PARTS OF THE EXERCISE
A. From the GMAC post below, set down the passage that begins at the words "Update: OK, now" and stops after "would be negative.", copied precisely.
B. Answer these questions using the GMAC post below.
(i) How much does GMAC hold in assets?
(ii) As a percentage of assets, what range of additional capital do the big banks need?
(iii) According to the stress test document, under which scenario will GMAC's 2009-10 losses be greater than its capital?

Month: May 2009

GMAC Arithmetic

Calculated Risk has a table listing all of the leaked stress test figures so far. As a percentage of assets, the big banks need between 0% and 1.4% in additional capital. But there is one outlier: GMAC, with $189 billion in assets, needs $11.5 billion in capital.

This implies that GMAC is not just low on capital, it has negative capital. If you were to give GMAC $11.5 billion in new cash, it would have $200 billion in assets. The minimum tangible common equity requirement being used for the stress tests is probably in the 3-4% range. If it’s 4%, then the post-recapitalization GMAC would have $8 billion in tangible common equity – which means that right now it has negative $3.5 billion in tangible common equity. (The situation is slightly worse if you assume that it will be recapitalized through a preferred-to-common conversion, or if the threshold is 3%.)

The thing that confuses me is that, on paper, you can’t recapitalize a company with a negative net worth. No investor would pay $11.5 billion to own 100% of the common shares in a company that is worth $8 billion. (You can recapitalize a company that is under-capitalized: if it has $5 billion in capital and needs another $5 billion, then the new investors get 50% of the company.) This is why it is important (from the government perspective) for the stress tests to show that some banks are low on capital, but not that they have negative capital.

Maybe there’s some clever accounting mechanism or financial wizardry I’m missing.

Update: OK, now that I read the stress test document (I must be the last economics blogger to do so), I see there’s a mistake above. According to the stress test, GMAC is sufficiently capitalized now; the problem is that under the “more adverse” (realistic) scenario, its 2009-10 losses will be greater than its capital. So its expected capital at the end of 2010, absent recapitalization in the interim, would be negative.

DATA
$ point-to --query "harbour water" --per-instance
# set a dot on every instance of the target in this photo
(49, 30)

SOLVED TASKS
A.
Update: OK, now that I read the stress test document (I must be the last economics blogger to do so), I see there’s a mistake above. According to the stress test, GMAC is sufficiently capitalized now; the problem is that under the “more adverse” (realistic) scenario, its 2009-10 losses will be greater than its capital. So its expected capital at the end of 2010, absent recapitalization in the interim, would be negative.

B.
(i) $189 billion.
(ii) Between 0% and 1.4%.
(iii) The "more adverse" scenario.